- **PASSAGE PROVIDED**:
- - - -

The pre-war Russian army possessed around 100 TOS-1s and deployed a significant number of them in its wider war on Ukraine. We know this because the Kremlin has made a point of showcasing the TOS-1s in its videos—and because Ukrainian missile teams have recorded videos of themselves knocking out several of the launchers and support vehicles.
At least five TOS-1s have fallen into Ukrainian hands, according to the analysts at the Oryx blog, who scour the media for documentation of wartime equipment losses. At least two of the ex-Russian TOS-1s were damaged at the time of their capture. The other three may have been in working condition.
It’s unclear how many rockets the Ukrainians captured alongside the launchers, but there apparently were enough for at least that one barrage. “As a retaliation, Ukraine used the recently captured Russian thermobaric systems TOS-1A … to annihilate the Russian attack formations near Izium city,” Kovalenko tweeted.
The newly Ukrainian TOS systems join nearly 1,100 tanks, infantry fighting vehicles, artillery pieces and other major hardware that Kyiv’s forces have captured from the Russians. To put that into perspective, Ukraine has taken possession of more Russian tanks—more than 200—than the entire British Army soon will have in its entire inventory, around 150.
Many of Ukraine’s bigger repair facilities have come under Russian fire, so a cottage industry of small, improvised workshops has taken up some of the slack. There, mechanics clean up, repair and modify for Ukrainian use a steady stream of captured Russian vehicles. It helps that Ukraine’s pre-war arsenal mostly included ex-Soviet equipment.
The Ukrainians notably did not use the TOS-1 until the Russians started abandoning them in Ukraine. Kyiv’s troops might soon have enough TOS-1s and 220-millimeter rockets to deploy an entire battery, if they don’t already.
Whether the launchers are practical is a separate question. The Ukrainian army over seven weeks of war has refined a new fires system that combines small drones spotting targets for mobile artillery, sometimes firing precise, laser-guided shells.
The TOS-1, for its part, is anything but precise. The Ukrainians might not be keen to lob a lot of thermobaric missiles at Russian positions when there could be civilians nearby.

- - - -

(Named-object pointing records)

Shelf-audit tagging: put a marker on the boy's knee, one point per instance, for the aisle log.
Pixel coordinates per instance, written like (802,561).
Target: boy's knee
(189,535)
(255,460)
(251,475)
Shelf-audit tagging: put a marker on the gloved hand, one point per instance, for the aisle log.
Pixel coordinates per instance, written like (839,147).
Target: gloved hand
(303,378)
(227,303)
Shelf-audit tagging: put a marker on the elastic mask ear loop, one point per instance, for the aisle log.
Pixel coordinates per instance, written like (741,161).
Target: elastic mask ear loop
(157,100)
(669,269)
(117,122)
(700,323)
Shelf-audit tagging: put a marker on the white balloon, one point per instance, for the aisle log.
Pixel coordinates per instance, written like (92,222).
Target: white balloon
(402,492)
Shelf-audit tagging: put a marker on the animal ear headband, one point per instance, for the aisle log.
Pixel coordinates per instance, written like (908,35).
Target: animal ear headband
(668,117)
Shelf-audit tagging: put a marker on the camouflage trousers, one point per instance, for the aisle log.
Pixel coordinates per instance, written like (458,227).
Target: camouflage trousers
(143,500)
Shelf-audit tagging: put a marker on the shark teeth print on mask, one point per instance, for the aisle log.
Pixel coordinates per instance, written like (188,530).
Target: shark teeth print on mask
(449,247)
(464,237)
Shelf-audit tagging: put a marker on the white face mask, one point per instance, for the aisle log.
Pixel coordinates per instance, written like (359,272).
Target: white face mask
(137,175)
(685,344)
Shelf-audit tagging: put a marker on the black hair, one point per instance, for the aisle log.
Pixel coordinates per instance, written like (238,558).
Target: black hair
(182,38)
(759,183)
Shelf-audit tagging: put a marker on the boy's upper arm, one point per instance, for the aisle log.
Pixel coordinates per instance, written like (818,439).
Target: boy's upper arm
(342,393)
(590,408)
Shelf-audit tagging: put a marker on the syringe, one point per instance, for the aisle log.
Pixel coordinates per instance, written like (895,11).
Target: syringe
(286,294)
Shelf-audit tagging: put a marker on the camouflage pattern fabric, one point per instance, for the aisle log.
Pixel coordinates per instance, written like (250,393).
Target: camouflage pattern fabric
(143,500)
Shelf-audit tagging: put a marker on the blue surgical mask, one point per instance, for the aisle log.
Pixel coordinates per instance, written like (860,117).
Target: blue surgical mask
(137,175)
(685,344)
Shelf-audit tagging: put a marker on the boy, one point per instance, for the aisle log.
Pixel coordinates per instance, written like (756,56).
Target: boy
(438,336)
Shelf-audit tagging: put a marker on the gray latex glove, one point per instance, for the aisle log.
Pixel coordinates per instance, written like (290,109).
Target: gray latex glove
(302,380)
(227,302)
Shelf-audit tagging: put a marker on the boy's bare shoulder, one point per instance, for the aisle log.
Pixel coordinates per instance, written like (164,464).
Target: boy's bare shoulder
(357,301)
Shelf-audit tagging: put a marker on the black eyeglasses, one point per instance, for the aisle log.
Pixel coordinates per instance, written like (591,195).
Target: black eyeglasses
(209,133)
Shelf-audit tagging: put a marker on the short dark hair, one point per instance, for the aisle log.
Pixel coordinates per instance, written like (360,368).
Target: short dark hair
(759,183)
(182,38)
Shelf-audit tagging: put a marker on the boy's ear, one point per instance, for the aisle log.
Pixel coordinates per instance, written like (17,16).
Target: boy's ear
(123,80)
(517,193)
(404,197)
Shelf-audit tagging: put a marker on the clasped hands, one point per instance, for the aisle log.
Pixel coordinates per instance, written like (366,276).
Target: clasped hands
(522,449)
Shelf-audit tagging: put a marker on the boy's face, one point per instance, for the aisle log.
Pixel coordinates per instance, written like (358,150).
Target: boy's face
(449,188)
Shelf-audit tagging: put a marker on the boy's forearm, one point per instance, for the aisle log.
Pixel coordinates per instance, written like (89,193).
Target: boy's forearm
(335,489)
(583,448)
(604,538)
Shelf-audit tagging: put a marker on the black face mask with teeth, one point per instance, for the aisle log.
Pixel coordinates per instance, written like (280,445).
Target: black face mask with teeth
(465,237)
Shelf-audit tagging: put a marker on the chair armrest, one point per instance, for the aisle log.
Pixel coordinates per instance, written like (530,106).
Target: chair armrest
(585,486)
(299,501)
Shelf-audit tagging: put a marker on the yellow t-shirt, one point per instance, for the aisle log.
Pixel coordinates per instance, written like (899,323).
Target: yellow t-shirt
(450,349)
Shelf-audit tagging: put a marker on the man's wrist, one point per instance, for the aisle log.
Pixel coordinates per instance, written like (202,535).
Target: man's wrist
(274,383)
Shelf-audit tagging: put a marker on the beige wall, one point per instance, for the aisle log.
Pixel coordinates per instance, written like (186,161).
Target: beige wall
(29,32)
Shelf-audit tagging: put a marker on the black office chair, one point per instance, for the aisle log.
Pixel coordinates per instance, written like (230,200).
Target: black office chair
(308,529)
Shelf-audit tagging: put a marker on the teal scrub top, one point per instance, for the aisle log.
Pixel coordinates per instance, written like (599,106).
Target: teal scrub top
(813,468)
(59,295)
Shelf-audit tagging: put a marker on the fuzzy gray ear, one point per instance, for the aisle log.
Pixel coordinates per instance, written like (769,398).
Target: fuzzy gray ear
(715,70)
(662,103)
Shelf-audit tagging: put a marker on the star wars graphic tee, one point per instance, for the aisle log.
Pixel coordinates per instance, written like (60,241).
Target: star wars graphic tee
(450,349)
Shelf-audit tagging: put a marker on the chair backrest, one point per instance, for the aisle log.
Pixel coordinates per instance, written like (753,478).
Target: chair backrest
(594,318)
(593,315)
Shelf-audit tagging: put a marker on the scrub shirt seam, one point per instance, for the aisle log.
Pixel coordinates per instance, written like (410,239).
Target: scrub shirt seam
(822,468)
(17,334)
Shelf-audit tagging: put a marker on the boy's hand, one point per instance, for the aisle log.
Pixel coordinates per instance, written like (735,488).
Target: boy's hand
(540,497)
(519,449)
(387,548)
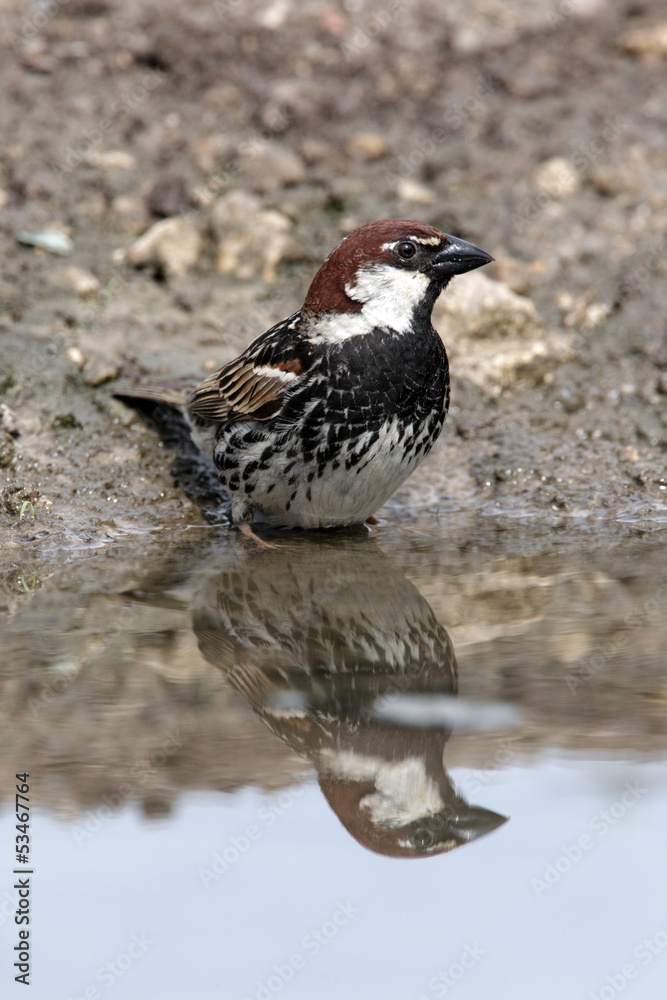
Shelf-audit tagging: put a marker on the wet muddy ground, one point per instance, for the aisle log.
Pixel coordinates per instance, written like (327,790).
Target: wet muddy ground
(536,131)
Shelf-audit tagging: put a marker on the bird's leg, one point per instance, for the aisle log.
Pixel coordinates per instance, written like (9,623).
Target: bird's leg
(245,528)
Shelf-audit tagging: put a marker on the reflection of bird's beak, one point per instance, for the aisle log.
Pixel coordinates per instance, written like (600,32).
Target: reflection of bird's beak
(475,822)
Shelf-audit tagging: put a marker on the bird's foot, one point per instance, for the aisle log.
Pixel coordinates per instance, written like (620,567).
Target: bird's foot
(245,528)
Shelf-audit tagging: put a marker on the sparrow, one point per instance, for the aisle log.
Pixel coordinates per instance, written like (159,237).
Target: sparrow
(319,639)
(321,418)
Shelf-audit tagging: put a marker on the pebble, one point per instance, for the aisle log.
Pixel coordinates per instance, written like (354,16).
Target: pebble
(51,240)
(99,369)
(367,146)
(8,420)
(76,356)
(117,159)
(495,337)
(646,41)
(413,191)
(557,178)
(252,240)
(173,245)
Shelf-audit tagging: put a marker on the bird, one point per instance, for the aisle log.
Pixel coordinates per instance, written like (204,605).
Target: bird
(322,417)
(320,638)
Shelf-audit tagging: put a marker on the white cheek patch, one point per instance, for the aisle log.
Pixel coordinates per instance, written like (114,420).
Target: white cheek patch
(403,791)
(389,294)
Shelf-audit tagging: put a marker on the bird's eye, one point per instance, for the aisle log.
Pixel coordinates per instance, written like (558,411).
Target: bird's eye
(406,250)
(423,837)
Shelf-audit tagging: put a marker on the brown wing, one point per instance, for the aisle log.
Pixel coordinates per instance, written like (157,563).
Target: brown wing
(173,392)
(242,390)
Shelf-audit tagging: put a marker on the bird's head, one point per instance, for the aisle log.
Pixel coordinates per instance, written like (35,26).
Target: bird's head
(390,272)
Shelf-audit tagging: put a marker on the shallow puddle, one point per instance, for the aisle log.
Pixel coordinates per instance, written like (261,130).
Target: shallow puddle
(423,762)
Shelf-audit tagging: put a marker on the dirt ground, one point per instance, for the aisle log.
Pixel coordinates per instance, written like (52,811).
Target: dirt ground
(535,130)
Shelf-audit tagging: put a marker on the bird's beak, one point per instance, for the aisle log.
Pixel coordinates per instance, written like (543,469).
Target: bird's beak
(458,257)
(476,822)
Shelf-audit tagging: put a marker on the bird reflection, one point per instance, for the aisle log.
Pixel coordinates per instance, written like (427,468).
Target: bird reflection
(317,637)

- - - -

- **PROBLEM TO WORK ON**: Repeat word for word the part of the passage on captured TOS-1 launchers that runs from "The pre-war Russian" up to and including "and support vehicles.".

- **ANSWER**:
The pre-war Russian army possessed around 100 TOS-1s and deployed a significant number of them in its wider war on Ukraine. We know this because the Kremlin has made a point of showcasing the TOS-1s in its videos—and because Ukrainian missile teams have recorded videos of themselves knocking out several of the launchers and support vehicles.